* **Required tasks**
• A. Reproduce the passage of the patent claims starting with "10. The method" and going on through "brake forming the sheet.".
• B. In the records, take the lines starting with the line with "Segment scattered white" and going on through the end of the records, and write out only those lines with "white" changed to "gray" and nothing else altered.

2. The method of claim 1 wherein step (d) comprises introducing pressurized gas inside the packet assembly.
3. The method of claim 2 wherein the gas is selected from the group consisting of argon, nitrogen, and compressed air.
4. The method of claim 1 further comprising positioning a fluid inlet tube between the upper and lower faces of the preform configuration so that after step (c) there is a fluid inlet port in fluid communication with the inside of the packet assembly.
5. The method of claim 4 wherein step (d) comprises introducing pressurized gas inside the packet assembly through the fluid inlet tube.
6. The method of claim 4 wherein at least one section of the containment die further comprises a recess to accept and retain the fluid inlet tube.
7. The method of claim 6 wherein the fluid inlet tube comprises a restraining ring that corresponds to and mates with the recess in the at least one section of the containment die as the two die sections are being forced together to help maintain the gas inlet tube in proper position.
8. The method of claim 6 wherein the fluid inlet tube further comprises sealing lands to deform part of the preform configuration as the two die sections are being forced together to help form a gas-tight seal around the periphery of the fluid inlet tube.
9. The method of claim 1 wherein step (d) includes heating the packet assembly.
10. The method of claim 1 wherein step (d) includes maintaining the packet assembly at a temperature of from 815° C. to 982° C.
11. The method of claim 1 wherein step (d) comprises increasing the pressure inside the packet assembly at a rate of from 0.10 psi to 100 psi per minute to a maximum pressure in the range of from 10 to 100 psi.
12. The method of claim 1 wherein step (a) comprises roll forming the sheet.
13. The method of claim 1 wherein step (a) comprises brake forming the sheet.
14. The method of claim 1 wherein the containment die comprises sealing means for helping maintain a gas-tight seal in the preform configuration as the closing force is being applied.
15. The method of claim 14 wherein the sealing means comprises a bead on one die section and a corresponding mating groove in the other die section.
16. The method of claim 15 wherein the bead and groove deform the edge portions of the preform configuration as the closing force is applied to the two sections of the containment die, thereby to help make the preform configuration substantially gas-tight.
17. The method of claim 1 further comprising opening the die by moving the two die sections apart and removing the formed hollow structure having the predetermined shape, which structure has attached to it the two edge portions that have not been superplastically expanded into the first cavity.
18. The method of claim 17 further comprising the step of removing at least some of the two edge portions from the formed hollow structure.

* **Records shown**
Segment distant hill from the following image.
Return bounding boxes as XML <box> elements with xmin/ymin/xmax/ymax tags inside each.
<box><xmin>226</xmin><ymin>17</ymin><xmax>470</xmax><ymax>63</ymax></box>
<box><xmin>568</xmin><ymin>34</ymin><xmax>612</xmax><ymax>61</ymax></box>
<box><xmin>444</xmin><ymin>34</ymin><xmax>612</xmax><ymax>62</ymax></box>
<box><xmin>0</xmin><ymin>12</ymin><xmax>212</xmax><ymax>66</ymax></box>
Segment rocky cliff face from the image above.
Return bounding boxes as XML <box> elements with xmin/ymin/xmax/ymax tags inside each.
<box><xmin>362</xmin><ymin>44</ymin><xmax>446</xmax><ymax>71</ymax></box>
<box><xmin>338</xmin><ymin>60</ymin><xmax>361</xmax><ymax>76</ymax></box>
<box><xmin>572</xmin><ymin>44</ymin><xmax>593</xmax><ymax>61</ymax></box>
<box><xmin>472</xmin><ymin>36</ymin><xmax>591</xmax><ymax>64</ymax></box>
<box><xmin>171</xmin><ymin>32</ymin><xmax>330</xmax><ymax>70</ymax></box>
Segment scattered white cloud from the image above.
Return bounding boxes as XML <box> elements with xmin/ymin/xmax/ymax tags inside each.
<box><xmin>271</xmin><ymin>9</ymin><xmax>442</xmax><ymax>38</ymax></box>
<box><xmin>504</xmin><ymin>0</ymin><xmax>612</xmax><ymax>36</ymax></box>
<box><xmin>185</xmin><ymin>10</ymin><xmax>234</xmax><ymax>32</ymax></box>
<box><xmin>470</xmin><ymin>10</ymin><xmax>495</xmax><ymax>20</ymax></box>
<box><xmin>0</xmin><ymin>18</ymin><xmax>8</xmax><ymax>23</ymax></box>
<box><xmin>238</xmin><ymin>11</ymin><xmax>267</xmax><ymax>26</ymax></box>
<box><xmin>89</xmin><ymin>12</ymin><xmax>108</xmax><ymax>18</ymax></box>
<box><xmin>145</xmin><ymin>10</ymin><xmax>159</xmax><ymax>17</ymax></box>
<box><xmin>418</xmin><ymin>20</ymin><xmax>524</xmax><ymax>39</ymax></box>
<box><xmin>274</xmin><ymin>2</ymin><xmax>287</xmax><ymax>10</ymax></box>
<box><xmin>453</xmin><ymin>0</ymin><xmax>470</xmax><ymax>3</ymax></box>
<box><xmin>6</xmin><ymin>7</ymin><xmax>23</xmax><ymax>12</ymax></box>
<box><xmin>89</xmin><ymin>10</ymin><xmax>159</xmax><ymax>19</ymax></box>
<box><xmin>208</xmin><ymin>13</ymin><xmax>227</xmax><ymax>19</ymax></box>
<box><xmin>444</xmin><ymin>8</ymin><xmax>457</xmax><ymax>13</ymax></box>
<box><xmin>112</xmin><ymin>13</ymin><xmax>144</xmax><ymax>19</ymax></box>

* **Responses**
• A.
10. The method of claim 1 wherein step (d) includes maintaining the packet assembly at a temperature of from 815° C. to 982° C.
11. The method of claim 1 wherein step (d) comprises increasing the pressure inside the packet assembly at a rate of from 0.10 psi to 100 psi per minute to a maximum pressure in the range of from 10 to 100 psi.
12. The method of claim 1 wherein step (a) comprises roll forming the sheet.
13. The method of claim 1 wherein step (a) comprises brake forming the sheet.

• B.
Segment scattered gray cloud from the image above.
Return bounding boxes as XML <box> elements with xmin/ymin/xmax/ymax tags inside each.
<box><xmin>271</xmin><ymin>9</ymin><xmax>442</xmax><ymax>38</ymax></box>
<box><xmin>504</xmin><ymin>0</ymin><xmax>612</xmax><ymax>36</ymax></box>
<box><xmin>185</xmin><ymin>10</ymin><xmax>234</xmax><ymax>32</ymax></box>
<box><xmin>470</xmin><ymin>10</ymin><xmax>495</xmax><ymax>20</ymax></box>
<box><xmin>0</xmin><ymin>18</ymin><xmax>8</xmax><ymax>23</ymax></box>
<box><xmin>238</xmin><ymin>11</ymin><xmax>267</xmax><ymax>26</ymax></box>
<box><xmin>89</xmin><ymin>12</ymin><xmax>108</xmax><ymax>18</ymax></box>
<box><xmin>145</xmin><ymin>10</ymin><xmax>159</xmax><ymax>17</ymax></box>
<box><xmin>418</xmin><ymin>20</ymin><xmax>524</xmax><ymax>39</ymax></box>
<box><xmin>274</xmin><ymin>2</ymin><xmax>287</xmax><ymax>10</ymax></box>
<box><xmin>453</xmin><ymin>0</ymin><xmax>470</xmax><ymax>3</ymax></box>
<box><xmin>6</xmin><ymin>7</ymin><xmax>23</xmax><ymax>12</ymax></box>
<box><xmin>89</xmin><ymin>10</ymin><xmax>159</xmax><ymax>19</ymax></box>
<box><xmin>208</xmin><ymin>13</ymin><xmax>227</xmax><ymax>19</ymax></box>
<box><xmin>444</xmin><ymin>8</ymin><xmax>457</xmax><ymax>13</ymax></box>
<box><xmin>112</xmin><ymin>13</ymin><xmax>144</xmax><ymax>19</ymax></box>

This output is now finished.